Given data —
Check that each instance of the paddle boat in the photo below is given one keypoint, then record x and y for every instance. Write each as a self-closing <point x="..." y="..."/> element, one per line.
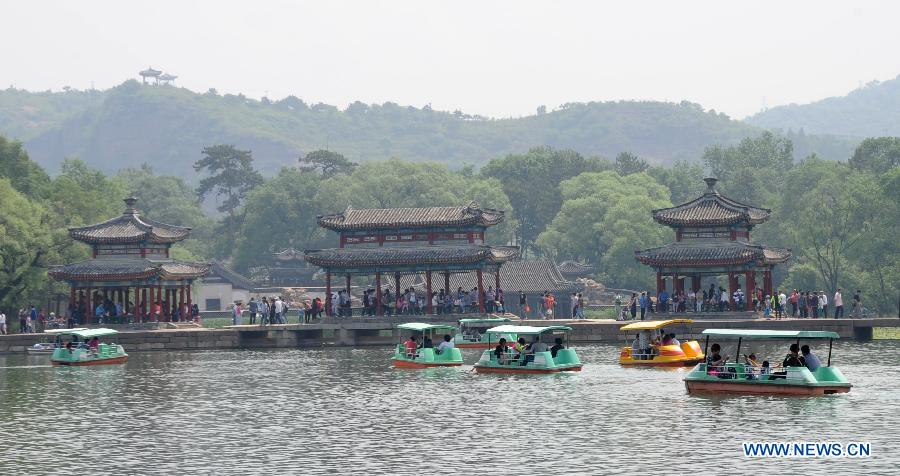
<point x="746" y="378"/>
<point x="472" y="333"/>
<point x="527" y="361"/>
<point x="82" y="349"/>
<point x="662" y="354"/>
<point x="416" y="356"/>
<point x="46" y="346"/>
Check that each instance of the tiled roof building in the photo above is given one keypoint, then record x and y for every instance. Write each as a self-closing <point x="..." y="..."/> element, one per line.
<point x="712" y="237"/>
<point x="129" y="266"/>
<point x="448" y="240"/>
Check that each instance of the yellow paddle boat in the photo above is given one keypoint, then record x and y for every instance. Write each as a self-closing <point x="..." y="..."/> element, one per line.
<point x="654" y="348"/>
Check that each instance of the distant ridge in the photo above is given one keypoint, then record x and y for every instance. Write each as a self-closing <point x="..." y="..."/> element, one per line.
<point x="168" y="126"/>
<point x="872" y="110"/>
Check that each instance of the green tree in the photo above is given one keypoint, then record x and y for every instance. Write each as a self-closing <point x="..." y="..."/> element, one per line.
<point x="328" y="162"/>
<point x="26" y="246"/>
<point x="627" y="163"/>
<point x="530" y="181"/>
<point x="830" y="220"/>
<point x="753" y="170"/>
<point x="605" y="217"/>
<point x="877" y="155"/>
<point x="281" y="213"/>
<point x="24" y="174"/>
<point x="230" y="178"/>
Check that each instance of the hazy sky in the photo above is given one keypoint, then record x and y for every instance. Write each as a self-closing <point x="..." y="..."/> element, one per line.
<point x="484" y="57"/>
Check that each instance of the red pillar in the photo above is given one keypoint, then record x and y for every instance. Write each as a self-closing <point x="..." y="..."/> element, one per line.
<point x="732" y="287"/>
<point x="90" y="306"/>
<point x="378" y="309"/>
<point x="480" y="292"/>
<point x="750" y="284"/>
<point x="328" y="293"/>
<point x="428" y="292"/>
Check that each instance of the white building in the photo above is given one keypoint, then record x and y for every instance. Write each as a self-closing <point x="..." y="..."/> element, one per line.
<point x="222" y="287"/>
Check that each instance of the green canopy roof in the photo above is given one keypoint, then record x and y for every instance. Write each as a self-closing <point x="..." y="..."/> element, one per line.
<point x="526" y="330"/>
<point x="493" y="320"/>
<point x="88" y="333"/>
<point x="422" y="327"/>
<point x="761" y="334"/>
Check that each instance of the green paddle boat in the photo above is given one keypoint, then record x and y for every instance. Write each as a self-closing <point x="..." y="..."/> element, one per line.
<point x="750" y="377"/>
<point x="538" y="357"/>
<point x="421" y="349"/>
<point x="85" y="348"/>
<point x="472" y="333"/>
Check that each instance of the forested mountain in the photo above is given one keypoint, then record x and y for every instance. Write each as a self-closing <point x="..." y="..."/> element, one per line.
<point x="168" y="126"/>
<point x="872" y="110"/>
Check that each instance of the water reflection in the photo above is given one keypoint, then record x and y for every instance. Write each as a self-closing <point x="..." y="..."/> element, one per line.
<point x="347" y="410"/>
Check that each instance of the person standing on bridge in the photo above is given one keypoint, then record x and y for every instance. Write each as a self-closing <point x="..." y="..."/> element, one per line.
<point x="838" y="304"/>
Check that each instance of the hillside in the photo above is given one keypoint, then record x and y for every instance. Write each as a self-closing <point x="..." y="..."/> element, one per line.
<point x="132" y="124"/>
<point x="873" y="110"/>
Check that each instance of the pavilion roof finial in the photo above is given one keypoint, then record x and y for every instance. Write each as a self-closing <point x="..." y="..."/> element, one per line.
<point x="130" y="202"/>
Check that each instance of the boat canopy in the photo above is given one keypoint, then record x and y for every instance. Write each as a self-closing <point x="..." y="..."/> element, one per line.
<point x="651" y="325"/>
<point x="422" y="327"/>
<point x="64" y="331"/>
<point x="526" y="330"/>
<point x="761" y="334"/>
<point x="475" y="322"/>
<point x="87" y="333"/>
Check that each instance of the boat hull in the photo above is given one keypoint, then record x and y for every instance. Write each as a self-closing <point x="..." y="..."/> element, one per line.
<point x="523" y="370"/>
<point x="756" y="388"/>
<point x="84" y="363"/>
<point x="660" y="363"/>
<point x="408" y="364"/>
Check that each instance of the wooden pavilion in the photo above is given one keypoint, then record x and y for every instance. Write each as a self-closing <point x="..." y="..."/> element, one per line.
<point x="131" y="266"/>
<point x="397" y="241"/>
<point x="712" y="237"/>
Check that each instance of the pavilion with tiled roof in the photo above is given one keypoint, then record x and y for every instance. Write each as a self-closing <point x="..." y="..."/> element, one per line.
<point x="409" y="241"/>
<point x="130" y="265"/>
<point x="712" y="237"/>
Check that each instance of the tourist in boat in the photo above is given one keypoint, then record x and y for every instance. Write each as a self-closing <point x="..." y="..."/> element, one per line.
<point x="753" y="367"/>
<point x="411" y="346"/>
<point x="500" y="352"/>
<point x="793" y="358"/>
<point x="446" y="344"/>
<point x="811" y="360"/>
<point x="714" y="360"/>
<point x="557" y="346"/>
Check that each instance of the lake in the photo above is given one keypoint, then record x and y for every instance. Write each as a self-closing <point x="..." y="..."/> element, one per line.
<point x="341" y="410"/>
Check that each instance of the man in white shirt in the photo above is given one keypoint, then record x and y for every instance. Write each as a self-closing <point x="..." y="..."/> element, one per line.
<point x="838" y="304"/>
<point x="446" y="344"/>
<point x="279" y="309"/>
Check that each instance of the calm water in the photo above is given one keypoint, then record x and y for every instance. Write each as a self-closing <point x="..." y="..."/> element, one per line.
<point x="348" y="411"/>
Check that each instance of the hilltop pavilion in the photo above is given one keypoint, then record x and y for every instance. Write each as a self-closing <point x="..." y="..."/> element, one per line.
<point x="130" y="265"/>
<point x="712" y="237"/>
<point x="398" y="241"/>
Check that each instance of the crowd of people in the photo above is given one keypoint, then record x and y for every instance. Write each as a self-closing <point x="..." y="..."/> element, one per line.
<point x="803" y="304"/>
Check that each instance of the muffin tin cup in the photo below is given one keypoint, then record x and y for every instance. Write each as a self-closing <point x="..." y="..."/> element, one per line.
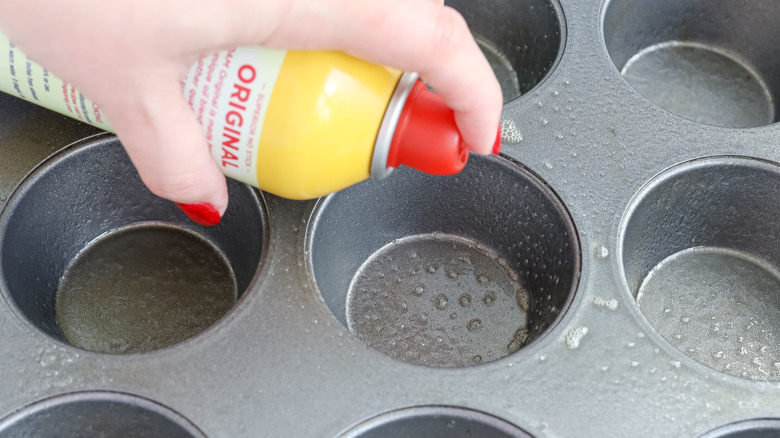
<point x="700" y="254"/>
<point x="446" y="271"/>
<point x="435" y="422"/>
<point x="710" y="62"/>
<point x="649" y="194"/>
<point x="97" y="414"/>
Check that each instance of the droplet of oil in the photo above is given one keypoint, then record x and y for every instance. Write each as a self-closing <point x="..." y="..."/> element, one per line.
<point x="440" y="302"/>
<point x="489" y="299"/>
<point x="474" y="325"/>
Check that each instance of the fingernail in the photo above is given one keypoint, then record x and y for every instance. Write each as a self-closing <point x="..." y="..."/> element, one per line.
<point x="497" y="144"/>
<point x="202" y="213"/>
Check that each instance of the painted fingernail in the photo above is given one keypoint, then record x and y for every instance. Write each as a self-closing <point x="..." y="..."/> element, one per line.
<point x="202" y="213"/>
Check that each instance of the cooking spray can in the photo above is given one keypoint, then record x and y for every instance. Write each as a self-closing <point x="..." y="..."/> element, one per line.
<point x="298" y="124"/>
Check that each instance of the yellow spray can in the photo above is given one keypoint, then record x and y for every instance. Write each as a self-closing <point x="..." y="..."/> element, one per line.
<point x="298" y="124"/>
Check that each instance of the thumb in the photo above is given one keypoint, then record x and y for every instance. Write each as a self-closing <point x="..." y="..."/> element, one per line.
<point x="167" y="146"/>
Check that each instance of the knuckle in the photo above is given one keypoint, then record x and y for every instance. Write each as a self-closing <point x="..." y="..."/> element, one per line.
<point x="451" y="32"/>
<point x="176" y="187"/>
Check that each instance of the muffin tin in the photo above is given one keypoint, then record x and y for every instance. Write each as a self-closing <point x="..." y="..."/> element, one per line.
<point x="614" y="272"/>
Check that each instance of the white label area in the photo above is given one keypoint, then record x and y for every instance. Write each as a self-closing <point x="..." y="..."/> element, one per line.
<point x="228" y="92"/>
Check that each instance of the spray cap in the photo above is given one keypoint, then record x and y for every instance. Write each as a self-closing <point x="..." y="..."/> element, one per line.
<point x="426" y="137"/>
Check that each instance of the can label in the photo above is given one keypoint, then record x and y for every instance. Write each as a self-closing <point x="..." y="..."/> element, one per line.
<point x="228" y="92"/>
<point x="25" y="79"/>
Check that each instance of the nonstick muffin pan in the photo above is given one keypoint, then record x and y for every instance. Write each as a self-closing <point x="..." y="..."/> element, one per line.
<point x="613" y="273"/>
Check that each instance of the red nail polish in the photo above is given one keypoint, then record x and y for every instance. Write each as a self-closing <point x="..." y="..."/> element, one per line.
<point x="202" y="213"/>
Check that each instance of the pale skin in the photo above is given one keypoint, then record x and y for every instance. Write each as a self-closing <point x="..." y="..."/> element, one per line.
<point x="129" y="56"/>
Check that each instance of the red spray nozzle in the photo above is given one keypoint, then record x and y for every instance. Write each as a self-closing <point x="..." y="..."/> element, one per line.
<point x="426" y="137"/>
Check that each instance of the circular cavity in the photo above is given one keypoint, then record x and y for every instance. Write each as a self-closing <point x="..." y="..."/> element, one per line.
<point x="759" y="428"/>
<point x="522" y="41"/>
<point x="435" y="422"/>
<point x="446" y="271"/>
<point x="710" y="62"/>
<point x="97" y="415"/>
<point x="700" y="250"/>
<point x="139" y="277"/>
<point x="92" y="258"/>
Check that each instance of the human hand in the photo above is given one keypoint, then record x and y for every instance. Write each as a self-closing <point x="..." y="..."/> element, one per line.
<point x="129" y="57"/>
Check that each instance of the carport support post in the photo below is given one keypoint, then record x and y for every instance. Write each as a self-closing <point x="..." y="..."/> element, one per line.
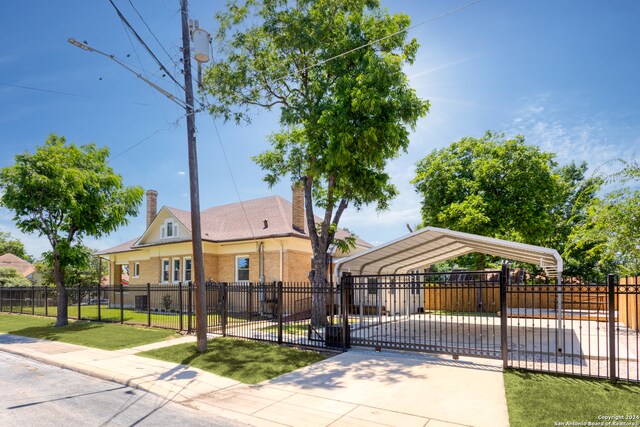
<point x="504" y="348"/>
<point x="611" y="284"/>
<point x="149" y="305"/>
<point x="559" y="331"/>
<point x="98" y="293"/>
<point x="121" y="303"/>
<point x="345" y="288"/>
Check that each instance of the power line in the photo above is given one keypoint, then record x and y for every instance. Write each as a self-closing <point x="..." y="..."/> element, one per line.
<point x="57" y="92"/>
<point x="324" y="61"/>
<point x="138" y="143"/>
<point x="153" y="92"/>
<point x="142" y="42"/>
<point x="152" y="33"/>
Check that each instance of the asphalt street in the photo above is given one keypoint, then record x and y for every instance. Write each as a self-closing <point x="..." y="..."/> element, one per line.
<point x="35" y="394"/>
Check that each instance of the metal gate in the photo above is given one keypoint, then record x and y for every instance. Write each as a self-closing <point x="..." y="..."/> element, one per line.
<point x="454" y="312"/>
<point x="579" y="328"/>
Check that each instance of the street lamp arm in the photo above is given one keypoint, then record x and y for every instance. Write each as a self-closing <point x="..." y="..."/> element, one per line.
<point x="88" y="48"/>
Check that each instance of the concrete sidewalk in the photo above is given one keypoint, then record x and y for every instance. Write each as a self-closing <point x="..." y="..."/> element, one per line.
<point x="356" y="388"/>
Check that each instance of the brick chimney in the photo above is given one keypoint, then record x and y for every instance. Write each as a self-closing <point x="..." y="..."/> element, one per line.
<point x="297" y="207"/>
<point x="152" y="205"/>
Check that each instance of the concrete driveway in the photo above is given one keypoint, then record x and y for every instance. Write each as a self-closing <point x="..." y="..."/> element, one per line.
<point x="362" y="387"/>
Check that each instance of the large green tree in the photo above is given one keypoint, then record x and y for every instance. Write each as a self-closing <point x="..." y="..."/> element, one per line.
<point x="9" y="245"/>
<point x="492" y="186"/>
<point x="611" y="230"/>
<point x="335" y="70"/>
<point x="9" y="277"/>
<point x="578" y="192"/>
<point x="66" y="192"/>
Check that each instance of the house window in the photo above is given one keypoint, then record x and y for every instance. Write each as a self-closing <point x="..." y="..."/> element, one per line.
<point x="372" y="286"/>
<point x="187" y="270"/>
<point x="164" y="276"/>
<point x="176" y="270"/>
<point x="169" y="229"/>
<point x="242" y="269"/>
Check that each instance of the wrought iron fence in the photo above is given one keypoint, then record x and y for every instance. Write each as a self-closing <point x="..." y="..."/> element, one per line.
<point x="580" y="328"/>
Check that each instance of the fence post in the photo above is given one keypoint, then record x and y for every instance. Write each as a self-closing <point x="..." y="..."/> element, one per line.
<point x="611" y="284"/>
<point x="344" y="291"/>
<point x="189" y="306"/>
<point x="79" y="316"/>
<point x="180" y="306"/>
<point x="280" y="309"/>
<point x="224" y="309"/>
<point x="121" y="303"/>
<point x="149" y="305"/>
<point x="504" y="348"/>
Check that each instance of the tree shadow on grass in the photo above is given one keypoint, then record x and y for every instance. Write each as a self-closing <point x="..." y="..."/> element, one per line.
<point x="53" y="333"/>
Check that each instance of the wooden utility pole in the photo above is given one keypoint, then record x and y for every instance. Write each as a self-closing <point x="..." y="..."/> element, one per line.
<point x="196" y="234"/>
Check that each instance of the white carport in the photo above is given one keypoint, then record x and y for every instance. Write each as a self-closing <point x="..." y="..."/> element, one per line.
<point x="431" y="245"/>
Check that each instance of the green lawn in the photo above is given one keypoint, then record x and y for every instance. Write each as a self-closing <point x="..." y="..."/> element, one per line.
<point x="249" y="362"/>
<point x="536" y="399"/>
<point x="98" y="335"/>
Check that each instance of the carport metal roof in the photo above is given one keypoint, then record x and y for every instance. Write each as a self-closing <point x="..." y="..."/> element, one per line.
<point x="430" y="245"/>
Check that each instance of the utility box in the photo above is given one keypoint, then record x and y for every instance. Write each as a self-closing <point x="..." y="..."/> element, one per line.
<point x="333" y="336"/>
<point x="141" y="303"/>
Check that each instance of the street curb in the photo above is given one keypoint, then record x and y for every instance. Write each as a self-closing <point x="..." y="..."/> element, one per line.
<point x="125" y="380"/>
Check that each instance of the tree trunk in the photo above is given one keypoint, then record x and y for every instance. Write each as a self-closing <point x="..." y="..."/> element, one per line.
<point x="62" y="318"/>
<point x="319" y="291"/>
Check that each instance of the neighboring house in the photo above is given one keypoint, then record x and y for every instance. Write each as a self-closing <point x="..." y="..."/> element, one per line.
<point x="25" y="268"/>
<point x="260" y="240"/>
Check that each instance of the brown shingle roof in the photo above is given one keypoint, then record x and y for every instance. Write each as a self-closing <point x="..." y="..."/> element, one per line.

Task details — From the line containing "Check that each instance of the tree trunk" through the end of the material, print each line exactly as it appears.

Written response —
Check that each instance of the tree trunk in the photo above is given one keypoint, then record x and y for every instance. Write each as a self-closing <point x="..." y="..."/> element, one per line.
<point x="62" y="318"/>
<point x="319" y="291"/>
Check that each instance of the neighboring house in the photo above is given one keypoint, then record x and y for every instance. Write each as a self-closing <point x="..." y="..."/> element, one per line.
<point x="25" y="268"/>
<point x="260" y="240"/>
Check that each instance of the brown shingle roof in the photo above is given one keypoint, then record x and y for every instance. Write each as a self-closing <point x="..." y="..."/> element, one per line.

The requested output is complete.